Stored records
= = = =
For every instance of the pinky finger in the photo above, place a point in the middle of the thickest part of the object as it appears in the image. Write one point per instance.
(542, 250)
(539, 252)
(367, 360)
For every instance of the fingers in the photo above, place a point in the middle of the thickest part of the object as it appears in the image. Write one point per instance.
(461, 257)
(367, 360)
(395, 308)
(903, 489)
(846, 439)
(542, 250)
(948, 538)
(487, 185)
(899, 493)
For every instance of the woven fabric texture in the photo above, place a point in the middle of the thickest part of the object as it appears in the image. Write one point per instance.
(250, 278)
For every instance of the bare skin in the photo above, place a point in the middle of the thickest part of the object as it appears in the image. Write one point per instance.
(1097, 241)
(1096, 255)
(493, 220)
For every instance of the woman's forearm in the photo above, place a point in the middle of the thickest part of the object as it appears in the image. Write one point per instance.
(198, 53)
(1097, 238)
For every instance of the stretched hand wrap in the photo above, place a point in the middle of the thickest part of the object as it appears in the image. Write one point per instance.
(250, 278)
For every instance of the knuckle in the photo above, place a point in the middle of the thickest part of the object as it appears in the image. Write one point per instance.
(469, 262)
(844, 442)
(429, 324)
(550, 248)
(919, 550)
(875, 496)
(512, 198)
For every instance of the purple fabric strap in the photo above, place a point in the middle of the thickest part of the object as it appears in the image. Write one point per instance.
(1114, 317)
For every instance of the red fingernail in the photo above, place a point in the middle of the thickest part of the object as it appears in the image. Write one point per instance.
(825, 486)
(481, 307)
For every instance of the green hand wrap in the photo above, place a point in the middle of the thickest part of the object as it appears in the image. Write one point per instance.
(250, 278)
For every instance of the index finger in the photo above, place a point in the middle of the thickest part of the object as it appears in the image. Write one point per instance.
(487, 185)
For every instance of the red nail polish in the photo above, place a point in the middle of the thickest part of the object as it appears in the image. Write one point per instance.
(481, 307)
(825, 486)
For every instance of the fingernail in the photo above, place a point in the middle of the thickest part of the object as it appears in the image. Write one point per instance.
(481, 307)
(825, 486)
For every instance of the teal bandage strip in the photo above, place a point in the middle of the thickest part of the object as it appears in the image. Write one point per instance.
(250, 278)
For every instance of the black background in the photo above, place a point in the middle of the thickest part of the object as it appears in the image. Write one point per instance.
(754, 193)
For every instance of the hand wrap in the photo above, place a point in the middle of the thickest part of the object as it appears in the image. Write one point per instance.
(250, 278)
= = = =
Aim of the task
Transcribe all of the data above, keeping each line exactly as it stands.

Answer to the problem
For every instance of the pinky finger in the photo above, place a point in the middle of the thickest part of the object as it appears in the image. Write one point per instance.
(542, 250)
(539, 252)
(367, 360)
For every instance of the fingers in the photo above, place a point in the middle of the thickest part of the object as it appears in the image. Write one point per instance.
(461, 257)
(367, 360)
(395, 308)
(903, 489)
(846, 439)
(542, 250)
(948, 538)
(487, 185)
(899, 493)
For every instance of the woven fabric texture in the photo above, place a point in the middle of the thickest part of the object as it appears in the image. Write one point per instance.
(250, 278)
For every instance of the bare skin in the photo above, place a point in the middle of the thickest part of the object as it appears in the image. Write one point per instance.
(1097, 241)
(1096, 255)
(493, 220)
For every instance of the woman's forearm in the photo above, place a point in the middle of the thickest part of the object as it appears in the image. Write one point per instance.
(198, 53)
(1097, 238)
For every instance of the stretched hand wrap in the photo above, place a point in the middle of the thickest part of the object as it appears in the image. Write one point per instance.
(250, 278)
For every instance of the knuckle in the photo above, place a point in the middle of the thickest part of the object as it appears in the image. Write one point per instance.
(469, 262)
(844, 442)
(429, 324)
(550, 248)
(919, 550)
(875, 496)
(512, 198)
For every instance of the purple fabric strap in the photo above, place a point in the middle of the thickest part of the object as it appears in the image. Write one point per instance.
(1114, 317)
For every instance of the red fingernail in the photo above, place a point in the middle of the thickest part of the object as it appears in the image. Write one point per instance.
(825, 486)
(481, 307)
For every instance of the green hand wrap in the photo above, place a point in the middle of the thickest part of the object as it appears in the image. Write one point per instance.
(250, 278)
For every instance of the index finger in the photo above, place a point in the middle of the thickest part of the object as it appears in the image. Write one point per instance.
(487, 185)
For every instance of the red nail polish in the photo above, place a point in the middle of the thickest part of the object as it appears in the image. Write one point per instance.
(481, 307)
(825, 486)
For every instance of the fingernail in the photo above, place a point in the middle of the thickest part of the object as it appears in the image. Write one point per instance.
(481, 307)
(825, 486)
For every instance of the teal bandage strip in the photo above, place a point in the middle of the thickest part of the object as it appears in the image. Write one point per instance.
(250, 278)
For every instance of the black background in the photo above, place a point in the middle of the thickest part of the object as it appears in the image. Write one point per instance.
(754, 193)
For every instance of the hand wrap in the photo above, place a point in the middle of the thickest part of the object as it appears in the image. Write one point per instance.
(250, 278)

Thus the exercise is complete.